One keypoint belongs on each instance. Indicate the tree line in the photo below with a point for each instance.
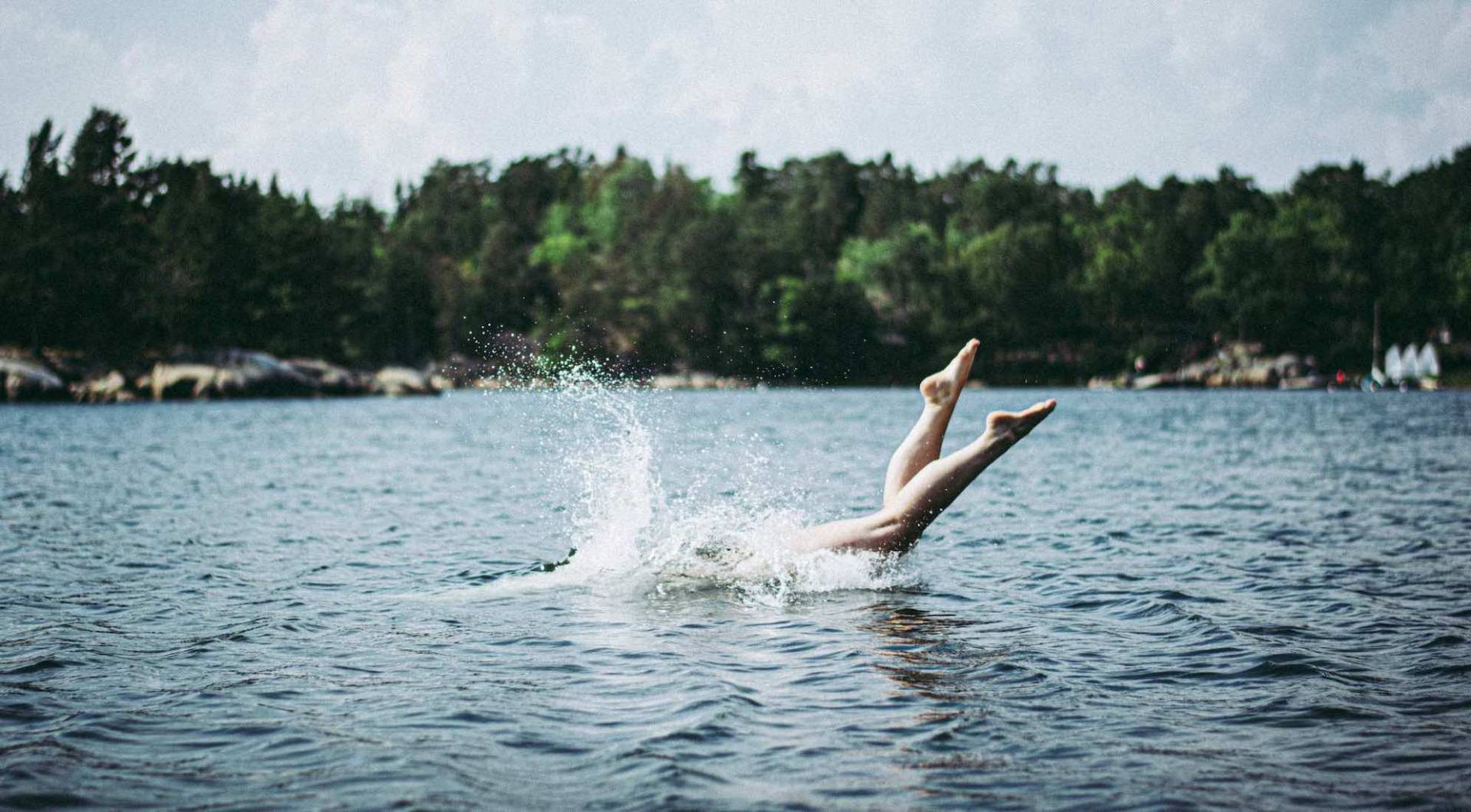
(814, 269)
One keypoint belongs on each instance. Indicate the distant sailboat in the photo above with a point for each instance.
(1410, 364)
(1395, 365)
(1429, 362)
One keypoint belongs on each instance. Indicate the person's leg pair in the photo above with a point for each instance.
(920, 483)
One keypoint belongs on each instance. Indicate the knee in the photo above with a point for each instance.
(894, 531)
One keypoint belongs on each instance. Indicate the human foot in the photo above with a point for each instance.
(1005, 429)
(945, 386)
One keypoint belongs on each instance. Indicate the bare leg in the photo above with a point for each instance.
(923, 445)
(931, 491)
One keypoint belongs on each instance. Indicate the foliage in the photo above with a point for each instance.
(819, 269)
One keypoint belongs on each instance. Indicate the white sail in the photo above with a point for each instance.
(1410, 364)
(1392, 365)
(1429, 362)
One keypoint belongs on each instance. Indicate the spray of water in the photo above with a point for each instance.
(624, 526)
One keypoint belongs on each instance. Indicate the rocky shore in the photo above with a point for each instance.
(244, 374)
(220, 376)
(1236, 365)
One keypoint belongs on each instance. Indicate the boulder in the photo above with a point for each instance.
(25, 380)
(330, 378)
(180, 381)
(400, 380)
(103, 389)
(233, 374)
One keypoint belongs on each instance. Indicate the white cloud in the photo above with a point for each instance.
(345, 96)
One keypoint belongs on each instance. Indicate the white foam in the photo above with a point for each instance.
(626, 528)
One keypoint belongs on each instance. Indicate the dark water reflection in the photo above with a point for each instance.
(1244, 599)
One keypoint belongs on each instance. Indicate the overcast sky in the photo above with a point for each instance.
(346, 97)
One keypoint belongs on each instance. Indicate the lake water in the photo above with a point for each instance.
(1249, 599)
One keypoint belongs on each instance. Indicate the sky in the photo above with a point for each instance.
(346, 97)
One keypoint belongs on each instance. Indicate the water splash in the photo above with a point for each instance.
(624, 526)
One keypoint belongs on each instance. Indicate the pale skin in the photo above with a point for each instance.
(920, 483)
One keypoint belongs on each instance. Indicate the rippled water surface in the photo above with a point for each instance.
(1252, 599)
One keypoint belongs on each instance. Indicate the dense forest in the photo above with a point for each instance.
(817, 269)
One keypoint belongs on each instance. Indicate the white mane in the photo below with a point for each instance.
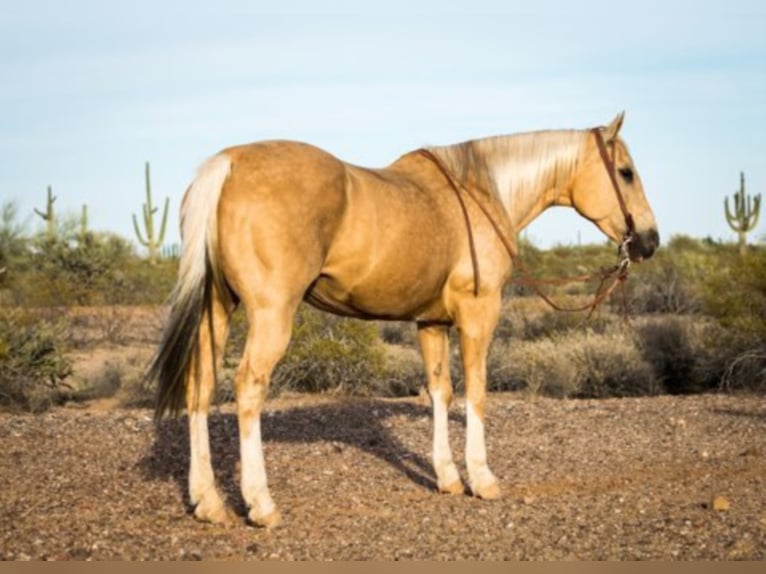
(517, 168)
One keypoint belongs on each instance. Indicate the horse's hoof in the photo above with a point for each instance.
(270, 520)
(489, 492)
(455, 487)
(220, 514)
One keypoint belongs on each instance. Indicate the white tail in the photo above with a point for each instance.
(199, 223)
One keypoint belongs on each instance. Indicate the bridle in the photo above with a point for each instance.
(618, 273)
(611, 169)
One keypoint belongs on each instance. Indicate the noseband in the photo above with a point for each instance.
(611, 169)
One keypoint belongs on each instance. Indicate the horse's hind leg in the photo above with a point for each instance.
(268, 335)
(434, 344)
(203, 493)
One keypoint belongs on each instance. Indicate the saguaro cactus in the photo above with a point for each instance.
(84, 224)
(153, 240)
(49, 215)
(745, 215)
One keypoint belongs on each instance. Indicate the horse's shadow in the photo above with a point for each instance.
(356, 423)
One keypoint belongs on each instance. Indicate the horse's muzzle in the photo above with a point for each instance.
(643, 244)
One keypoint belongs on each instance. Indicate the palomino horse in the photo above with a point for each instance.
(275, 223)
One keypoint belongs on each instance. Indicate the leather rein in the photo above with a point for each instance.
(609, 277)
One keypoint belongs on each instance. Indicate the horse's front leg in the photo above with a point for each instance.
(477, 320)
(204, 495)
(434, 344)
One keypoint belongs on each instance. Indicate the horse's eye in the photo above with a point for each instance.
(627, 174)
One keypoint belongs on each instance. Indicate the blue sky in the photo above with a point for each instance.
(90, 90)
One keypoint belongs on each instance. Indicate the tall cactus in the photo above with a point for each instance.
(49, 215)
(153, 240)
(745, 215)
(83, 236)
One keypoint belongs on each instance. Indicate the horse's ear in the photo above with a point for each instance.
(611, 131)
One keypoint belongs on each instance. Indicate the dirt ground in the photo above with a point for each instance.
(672, 478)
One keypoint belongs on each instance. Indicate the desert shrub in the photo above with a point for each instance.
(672, 281)
(402, 374)
(326, 354)
(33, 368)
(676, 348)
(398, 333)
(67, 270)
(736, 297)
(575, 364)
(329, 353)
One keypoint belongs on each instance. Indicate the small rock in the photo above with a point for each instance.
(721, 503)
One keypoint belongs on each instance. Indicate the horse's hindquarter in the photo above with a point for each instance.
(278, 212)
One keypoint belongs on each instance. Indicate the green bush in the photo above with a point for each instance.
(575, 364)
(326, 354)
(33, 368)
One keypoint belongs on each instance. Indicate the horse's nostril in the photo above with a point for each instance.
(654, 238)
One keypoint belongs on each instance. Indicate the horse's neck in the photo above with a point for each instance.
(526, 172)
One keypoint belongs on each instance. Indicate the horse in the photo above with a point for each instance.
(428, 239)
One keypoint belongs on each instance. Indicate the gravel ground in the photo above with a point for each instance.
(675, 478)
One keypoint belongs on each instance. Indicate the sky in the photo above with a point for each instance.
(91, 90)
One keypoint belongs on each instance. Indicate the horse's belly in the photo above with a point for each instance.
(379, 298)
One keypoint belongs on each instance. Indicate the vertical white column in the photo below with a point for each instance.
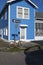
(9, 22)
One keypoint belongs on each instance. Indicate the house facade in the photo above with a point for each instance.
(17, 20)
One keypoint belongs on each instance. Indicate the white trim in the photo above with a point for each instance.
(23, 12)
(34, 24)
(24, 33)
(33, 3)
(28, 0)
(38, 21)
(38, 37)
(24, 25)
(10, 1)
(9, 22)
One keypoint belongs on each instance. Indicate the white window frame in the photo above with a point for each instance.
(22, 12)
(22, 26)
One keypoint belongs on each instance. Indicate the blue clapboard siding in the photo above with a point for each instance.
(3, 24)
(29, 22)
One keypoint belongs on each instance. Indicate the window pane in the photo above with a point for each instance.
(39, 29)
(19, 12)
(25, 13)
(22, 33)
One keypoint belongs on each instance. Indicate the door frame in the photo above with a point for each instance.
(25, 34)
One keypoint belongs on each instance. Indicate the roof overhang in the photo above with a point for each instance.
(25, 0)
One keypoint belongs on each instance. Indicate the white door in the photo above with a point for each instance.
(23, 34)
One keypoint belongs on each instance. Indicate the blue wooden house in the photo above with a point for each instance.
(17, 20)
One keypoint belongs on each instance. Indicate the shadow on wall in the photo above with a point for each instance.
(34, 57)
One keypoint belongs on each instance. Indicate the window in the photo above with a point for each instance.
(39, 29)
(26, 13)
(22, 33)
(22, 12)
(5, 15)
(5, 31)
(19, 12)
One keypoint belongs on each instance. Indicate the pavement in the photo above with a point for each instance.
(22, 58)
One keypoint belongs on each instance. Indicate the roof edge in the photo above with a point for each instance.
(25, 0)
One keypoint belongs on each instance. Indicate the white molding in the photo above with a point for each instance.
(33, 3)
(38, 37)
(24, 33)
(38, 21)
(24, 25)
(22, 12)
(9, 22)
(28, 0)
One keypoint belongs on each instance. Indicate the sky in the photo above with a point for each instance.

:::

=== REQUIREMENTS ===
Convert the lines above into a JSON list of strings, one string per line with blank lines left out, starting at the line that contains "One keypoint belongs on each instance. Indicate the pavement" and ending at the last of the rows.

=== RESULT OF THE TASK ===
[
  "One keypoint belongs on each instance. Indicate the pavement in the photo above with a point for each instance.",
  "(22, 58)",
  "One keypoint belongs on each instance. Indicate the roof edge in the photo above with a point for each instance.",
  "(25, 0)",
  "One keypoint belongs on each instance. Indicate the white molding in the photo above with a point for each instance.",
  "(33, 3)",
  "(38, 37)",
  "(24, 33)",
  "(38, 21)",
  "(24, 25)",
  "(22, 12)",
  "(9, 22)",
  "(28, 0)",
  "One keypoint belongs on each instance. Indicate the sky in the photo above with a point for each instance."
]